"""

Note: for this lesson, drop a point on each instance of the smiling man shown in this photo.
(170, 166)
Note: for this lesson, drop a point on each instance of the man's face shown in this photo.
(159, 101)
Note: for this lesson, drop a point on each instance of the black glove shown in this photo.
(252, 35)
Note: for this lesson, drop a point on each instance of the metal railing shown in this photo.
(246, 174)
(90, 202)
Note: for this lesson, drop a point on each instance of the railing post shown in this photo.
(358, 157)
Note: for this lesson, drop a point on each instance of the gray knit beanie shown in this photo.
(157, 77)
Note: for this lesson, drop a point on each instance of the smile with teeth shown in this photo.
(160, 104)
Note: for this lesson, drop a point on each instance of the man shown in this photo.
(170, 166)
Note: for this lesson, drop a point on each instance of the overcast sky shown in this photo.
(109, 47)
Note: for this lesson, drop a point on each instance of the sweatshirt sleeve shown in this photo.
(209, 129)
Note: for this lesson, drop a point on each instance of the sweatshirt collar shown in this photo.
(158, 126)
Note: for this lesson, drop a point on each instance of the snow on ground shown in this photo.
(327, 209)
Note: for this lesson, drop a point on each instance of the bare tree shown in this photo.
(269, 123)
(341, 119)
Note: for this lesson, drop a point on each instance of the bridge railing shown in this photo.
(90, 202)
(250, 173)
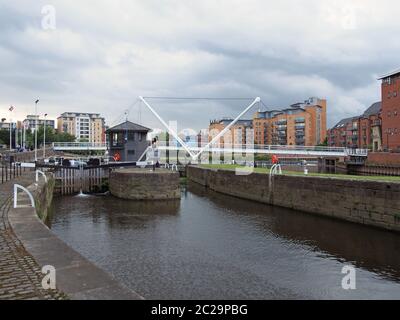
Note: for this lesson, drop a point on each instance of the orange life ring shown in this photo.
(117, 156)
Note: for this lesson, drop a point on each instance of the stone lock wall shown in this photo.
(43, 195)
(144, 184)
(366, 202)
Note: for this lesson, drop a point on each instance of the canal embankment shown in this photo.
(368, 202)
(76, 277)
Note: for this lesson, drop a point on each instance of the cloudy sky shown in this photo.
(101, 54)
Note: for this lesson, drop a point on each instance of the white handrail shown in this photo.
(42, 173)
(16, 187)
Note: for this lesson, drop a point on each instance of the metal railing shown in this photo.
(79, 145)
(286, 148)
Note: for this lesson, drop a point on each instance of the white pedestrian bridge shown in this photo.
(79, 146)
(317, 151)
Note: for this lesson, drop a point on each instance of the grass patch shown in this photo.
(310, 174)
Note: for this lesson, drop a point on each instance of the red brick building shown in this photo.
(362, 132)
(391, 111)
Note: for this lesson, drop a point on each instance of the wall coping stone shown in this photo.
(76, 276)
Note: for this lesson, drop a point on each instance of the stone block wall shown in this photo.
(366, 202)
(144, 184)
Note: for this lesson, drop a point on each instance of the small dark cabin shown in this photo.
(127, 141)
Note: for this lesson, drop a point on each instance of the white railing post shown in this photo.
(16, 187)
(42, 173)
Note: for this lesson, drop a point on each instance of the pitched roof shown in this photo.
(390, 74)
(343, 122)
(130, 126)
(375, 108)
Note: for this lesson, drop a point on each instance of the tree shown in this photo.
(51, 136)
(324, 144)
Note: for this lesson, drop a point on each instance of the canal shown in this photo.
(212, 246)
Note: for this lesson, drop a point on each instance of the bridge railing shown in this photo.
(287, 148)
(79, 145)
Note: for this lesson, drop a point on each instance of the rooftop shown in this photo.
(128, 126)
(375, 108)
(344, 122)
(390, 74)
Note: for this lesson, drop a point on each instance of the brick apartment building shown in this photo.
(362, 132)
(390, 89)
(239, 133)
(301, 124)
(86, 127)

"""
"""

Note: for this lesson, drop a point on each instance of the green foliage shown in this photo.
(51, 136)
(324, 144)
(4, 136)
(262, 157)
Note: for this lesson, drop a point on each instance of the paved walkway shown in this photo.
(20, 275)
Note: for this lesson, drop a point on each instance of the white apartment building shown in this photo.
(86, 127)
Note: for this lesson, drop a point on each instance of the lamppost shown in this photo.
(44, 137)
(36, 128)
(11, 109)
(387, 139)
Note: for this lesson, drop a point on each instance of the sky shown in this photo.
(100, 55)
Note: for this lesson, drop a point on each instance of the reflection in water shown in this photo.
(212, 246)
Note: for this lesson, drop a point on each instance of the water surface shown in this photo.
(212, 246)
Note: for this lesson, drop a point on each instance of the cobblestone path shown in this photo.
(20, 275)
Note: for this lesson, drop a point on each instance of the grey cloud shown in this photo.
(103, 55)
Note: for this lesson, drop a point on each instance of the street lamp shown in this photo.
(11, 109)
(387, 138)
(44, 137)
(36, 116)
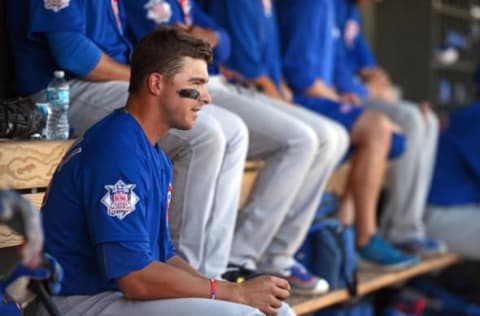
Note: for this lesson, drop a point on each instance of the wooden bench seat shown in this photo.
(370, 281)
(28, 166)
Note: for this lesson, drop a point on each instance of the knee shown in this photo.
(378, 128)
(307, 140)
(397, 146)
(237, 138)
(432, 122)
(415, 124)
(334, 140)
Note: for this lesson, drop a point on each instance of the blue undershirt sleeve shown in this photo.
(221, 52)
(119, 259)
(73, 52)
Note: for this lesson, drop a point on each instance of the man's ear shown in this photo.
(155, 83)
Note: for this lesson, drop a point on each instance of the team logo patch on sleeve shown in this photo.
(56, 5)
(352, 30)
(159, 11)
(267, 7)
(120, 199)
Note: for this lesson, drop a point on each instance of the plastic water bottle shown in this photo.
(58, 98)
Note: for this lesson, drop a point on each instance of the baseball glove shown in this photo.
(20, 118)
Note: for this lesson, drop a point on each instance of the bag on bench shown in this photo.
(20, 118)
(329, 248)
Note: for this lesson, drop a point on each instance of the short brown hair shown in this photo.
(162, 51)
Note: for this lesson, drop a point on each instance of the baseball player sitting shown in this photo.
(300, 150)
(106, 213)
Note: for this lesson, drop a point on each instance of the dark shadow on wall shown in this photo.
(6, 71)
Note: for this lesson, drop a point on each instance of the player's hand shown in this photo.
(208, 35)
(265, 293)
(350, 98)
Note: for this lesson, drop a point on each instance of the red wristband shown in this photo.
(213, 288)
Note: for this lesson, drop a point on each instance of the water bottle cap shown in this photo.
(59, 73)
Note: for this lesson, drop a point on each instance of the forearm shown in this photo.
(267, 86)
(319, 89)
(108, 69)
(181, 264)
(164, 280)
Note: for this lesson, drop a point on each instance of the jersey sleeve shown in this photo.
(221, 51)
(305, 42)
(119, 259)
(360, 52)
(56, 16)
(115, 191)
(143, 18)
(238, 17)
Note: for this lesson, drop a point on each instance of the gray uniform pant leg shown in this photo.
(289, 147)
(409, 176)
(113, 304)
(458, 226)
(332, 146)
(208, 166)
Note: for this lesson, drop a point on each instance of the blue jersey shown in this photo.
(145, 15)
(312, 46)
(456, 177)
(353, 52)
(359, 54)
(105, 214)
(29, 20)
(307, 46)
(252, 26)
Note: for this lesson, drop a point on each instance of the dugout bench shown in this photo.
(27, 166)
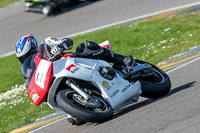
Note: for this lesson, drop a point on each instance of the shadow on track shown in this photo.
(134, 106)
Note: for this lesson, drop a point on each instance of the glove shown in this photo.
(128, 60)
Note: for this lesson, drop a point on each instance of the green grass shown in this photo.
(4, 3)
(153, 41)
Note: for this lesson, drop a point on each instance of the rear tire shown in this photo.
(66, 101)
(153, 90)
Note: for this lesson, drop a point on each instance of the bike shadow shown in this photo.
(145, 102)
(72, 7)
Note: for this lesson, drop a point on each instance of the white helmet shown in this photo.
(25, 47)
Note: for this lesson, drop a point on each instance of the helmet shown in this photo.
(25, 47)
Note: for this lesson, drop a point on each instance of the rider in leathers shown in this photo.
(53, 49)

"""
"""

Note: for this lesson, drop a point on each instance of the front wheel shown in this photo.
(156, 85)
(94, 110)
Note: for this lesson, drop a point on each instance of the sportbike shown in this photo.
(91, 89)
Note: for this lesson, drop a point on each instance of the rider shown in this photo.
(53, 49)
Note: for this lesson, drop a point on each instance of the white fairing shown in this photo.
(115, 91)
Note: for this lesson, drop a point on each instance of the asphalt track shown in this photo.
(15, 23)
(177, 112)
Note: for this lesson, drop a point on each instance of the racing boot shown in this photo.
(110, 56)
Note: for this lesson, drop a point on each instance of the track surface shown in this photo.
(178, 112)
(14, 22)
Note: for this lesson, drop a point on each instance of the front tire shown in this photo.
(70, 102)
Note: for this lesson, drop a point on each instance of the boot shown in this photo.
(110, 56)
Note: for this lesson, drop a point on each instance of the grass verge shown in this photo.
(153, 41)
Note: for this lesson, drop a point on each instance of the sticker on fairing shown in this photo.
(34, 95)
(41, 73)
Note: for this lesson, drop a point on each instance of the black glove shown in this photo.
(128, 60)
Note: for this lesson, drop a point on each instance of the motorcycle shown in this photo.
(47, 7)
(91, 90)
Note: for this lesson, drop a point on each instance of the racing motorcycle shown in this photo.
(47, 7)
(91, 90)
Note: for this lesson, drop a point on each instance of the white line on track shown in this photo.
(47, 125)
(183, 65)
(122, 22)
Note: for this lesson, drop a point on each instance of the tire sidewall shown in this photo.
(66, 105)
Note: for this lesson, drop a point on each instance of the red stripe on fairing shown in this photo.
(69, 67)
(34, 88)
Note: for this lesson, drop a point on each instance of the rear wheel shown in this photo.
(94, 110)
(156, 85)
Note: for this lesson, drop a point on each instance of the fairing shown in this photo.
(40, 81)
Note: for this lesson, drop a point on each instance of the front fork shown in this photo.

"""

*Required work*
From the material above, extract each line that contains the string "white" and reproduce those lines unchanged, one per line.

*Written solution*
Note: for this lesson, drop a point on each instance of the white handrail shown in this photo.
Note: for this lesson, drop a point on each instance of the white pedestrian bridge shown in this photo.
Note: for this lesson, drop a point on each instance of the white railing post shown in this photo.
Note: for this lesson, drop a point on each instance of the white apartment building shown in this photo.
Note: for this lesson, drop a point on each instance of the white helmet shown in this photo.
Note: for this lesson, drop a point on each instance of the white fairing shown in this photo.
Note: for this lesson, drop a point on each instance of the white line on track shown in this photo.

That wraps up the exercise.